>> start

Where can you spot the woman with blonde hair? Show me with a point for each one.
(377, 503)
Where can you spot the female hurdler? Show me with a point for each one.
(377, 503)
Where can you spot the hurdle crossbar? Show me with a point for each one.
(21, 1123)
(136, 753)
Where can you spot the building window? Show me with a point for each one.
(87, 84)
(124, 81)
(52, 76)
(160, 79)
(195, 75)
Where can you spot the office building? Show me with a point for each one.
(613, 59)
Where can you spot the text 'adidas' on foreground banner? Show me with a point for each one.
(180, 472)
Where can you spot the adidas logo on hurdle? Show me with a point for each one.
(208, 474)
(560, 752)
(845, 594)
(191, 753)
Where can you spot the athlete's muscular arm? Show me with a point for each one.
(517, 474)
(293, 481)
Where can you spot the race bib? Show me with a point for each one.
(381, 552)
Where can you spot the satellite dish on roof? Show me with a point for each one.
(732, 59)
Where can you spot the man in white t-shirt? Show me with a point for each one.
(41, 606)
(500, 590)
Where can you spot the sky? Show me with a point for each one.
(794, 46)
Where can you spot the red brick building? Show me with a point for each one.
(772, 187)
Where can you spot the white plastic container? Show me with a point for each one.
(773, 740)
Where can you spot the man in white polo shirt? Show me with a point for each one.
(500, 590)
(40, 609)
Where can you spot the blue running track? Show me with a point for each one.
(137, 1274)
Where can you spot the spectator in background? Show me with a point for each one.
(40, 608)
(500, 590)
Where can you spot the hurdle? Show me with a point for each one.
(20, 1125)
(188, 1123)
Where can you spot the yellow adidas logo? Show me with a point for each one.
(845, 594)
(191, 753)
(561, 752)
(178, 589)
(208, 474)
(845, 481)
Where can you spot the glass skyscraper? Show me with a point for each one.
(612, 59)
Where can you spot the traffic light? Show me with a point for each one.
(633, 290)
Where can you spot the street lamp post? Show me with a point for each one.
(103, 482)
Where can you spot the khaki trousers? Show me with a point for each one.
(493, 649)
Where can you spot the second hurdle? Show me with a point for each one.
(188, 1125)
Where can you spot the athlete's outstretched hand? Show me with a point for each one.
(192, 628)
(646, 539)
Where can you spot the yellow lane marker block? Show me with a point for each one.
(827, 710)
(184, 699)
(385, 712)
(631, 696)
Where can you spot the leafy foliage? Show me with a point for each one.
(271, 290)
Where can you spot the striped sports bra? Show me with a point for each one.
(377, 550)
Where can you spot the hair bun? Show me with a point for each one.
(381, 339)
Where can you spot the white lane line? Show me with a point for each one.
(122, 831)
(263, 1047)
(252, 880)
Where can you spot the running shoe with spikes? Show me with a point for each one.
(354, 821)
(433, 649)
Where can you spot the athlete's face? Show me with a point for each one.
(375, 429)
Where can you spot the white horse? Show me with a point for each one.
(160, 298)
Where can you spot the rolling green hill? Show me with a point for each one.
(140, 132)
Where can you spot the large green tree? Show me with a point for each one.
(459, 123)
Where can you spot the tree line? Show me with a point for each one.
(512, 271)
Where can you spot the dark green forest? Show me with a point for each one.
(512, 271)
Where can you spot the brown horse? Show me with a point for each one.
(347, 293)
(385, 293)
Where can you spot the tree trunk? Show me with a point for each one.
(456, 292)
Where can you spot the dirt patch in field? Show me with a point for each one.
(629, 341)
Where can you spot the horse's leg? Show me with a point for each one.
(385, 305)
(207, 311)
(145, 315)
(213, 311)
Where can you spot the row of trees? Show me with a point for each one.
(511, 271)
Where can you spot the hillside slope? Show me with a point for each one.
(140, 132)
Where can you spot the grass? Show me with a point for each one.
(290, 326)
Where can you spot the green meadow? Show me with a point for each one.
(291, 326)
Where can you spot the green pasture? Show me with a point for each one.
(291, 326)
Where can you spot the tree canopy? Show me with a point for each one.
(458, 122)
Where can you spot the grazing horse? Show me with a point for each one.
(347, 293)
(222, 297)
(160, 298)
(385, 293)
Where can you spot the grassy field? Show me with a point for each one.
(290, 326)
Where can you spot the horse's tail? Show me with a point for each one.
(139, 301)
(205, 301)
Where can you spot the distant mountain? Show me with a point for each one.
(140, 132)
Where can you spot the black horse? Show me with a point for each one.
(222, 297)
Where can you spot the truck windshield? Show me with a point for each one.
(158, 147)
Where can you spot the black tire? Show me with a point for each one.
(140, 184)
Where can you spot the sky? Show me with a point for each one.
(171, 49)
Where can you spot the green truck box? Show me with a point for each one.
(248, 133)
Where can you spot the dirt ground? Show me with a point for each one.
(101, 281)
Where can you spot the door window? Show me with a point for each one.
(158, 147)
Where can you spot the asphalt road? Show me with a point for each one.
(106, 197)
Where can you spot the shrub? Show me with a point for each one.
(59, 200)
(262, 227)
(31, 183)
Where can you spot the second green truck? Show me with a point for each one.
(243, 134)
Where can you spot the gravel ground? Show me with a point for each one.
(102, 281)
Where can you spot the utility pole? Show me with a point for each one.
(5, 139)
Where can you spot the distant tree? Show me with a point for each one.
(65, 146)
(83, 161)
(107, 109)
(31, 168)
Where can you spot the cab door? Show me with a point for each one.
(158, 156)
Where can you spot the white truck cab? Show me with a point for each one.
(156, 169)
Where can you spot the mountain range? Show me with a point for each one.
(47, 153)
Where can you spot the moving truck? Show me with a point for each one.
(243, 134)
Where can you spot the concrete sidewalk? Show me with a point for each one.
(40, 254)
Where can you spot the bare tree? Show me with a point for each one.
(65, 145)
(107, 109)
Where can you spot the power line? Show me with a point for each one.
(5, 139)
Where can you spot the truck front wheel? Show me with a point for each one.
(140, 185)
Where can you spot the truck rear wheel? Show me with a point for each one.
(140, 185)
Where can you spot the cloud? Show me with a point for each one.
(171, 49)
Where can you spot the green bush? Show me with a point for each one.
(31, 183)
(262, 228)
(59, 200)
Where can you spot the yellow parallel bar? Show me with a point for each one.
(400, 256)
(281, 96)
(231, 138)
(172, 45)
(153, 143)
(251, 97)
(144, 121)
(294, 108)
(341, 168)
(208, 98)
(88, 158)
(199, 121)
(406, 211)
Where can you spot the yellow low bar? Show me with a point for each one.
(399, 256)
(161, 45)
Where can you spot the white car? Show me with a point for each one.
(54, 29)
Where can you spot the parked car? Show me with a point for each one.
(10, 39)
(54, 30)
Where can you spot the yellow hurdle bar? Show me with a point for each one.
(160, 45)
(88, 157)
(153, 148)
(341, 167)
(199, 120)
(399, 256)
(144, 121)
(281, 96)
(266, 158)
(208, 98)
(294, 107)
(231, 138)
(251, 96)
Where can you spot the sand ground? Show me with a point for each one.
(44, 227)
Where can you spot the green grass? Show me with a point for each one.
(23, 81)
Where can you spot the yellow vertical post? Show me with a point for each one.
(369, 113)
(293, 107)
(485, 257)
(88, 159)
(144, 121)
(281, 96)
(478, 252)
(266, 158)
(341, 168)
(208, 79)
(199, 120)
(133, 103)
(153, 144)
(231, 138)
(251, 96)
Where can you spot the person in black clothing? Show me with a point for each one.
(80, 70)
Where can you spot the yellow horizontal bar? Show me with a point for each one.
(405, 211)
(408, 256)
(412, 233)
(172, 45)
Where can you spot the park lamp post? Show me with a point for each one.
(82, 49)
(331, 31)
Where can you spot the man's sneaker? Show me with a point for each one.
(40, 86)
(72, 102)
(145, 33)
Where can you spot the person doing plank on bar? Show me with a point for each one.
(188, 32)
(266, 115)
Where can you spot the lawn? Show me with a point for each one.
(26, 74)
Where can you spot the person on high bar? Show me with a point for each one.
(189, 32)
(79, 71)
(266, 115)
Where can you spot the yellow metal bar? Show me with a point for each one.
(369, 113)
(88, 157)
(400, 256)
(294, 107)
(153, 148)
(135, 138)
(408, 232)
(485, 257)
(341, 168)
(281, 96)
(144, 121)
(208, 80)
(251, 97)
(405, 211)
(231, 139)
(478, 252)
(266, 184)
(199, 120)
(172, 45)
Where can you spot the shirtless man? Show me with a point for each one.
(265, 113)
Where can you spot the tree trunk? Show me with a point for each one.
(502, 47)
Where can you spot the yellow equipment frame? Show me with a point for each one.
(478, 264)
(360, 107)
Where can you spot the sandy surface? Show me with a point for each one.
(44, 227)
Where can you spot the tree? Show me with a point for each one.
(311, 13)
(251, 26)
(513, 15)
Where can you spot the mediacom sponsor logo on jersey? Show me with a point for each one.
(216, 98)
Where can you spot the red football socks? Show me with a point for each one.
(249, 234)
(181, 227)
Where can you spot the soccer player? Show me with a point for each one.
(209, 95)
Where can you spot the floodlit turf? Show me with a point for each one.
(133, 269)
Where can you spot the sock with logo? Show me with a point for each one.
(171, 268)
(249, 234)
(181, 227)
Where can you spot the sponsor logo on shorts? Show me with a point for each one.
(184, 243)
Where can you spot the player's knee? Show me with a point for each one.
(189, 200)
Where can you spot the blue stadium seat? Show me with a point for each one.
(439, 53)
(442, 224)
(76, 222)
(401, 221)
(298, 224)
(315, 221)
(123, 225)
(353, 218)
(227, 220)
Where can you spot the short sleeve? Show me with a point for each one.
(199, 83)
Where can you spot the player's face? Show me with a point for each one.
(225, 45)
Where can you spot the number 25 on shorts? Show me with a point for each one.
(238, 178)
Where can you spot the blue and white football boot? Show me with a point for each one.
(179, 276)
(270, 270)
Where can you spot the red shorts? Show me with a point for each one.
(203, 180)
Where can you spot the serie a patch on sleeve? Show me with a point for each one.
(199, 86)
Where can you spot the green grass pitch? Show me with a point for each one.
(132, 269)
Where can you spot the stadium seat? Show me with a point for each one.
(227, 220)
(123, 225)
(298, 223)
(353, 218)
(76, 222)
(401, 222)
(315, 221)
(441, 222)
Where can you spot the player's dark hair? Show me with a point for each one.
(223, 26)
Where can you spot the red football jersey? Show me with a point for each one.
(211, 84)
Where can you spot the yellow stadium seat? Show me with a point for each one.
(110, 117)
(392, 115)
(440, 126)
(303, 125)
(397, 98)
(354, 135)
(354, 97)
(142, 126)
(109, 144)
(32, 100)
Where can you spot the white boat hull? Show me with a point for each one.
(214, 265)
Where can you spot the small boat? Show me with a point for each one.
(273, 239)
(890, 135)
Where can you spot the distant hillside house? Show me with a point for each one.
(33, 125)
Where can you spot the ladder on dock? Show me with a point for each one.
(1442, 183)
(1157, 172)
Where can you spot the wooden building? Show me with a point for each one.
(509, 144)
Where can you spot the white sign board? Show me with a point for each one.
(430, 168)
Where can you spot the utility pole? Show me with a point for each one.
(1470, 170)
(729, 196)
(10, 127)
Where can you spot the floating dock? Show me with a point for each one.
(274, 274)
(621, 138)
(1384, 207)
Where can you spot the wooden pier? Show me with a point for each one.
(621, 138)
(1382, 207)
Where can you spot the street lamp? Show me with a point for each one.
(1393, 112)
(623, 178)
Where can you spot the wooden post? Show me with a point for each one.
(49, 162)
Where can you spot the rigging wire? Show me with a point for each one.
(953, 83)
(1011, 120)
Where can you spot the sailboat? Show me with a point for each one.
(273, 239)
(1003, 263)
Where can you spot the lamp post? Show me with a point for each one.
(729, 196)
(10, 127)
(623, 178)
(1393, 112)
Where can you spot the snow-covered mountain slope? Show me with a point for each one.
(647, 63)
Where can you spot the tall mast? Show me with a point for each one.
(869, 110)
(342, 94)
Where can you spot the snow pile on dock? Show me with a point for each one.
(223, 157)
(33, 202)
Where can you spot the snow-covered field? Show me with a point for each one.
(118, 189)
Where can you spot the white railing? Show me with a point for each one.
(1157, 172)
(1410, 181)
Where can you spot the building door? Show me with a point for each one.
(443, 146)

>> end

Your goal: Starting at the line that contains "Where can you spot the sailboat?", output each remaining line of the listing, the last line included, exactly as it appears.

The output:
Where can you spot the sailboat? Show me with a point for each one.
(273, 239)
(1003, 263)
Where can you spot the lamp post? Show me with a point for each one.
(729, 196)
(10, 127)
(623, 178)
(1393, 112)
Where can you spot the snow-covered mountain slope? Show me with a point for each one.
(647, 63)
Where can you spot the tall mast? Show me with a point for each one.
(869, 110)
(342, 94)
Where can you spot the snow pile on dock? Show me with a point for each one.
(223, 157)
(33, 202)
Where can you spot the snow-covered field? Show me with a point for each one.
(118, 189)
Where can you spot the white railing? Show me with a point for each one.
(1157, 172)
(1410, 181)
Where can you spot the building door? Show me with a point for each one.
(443, 146)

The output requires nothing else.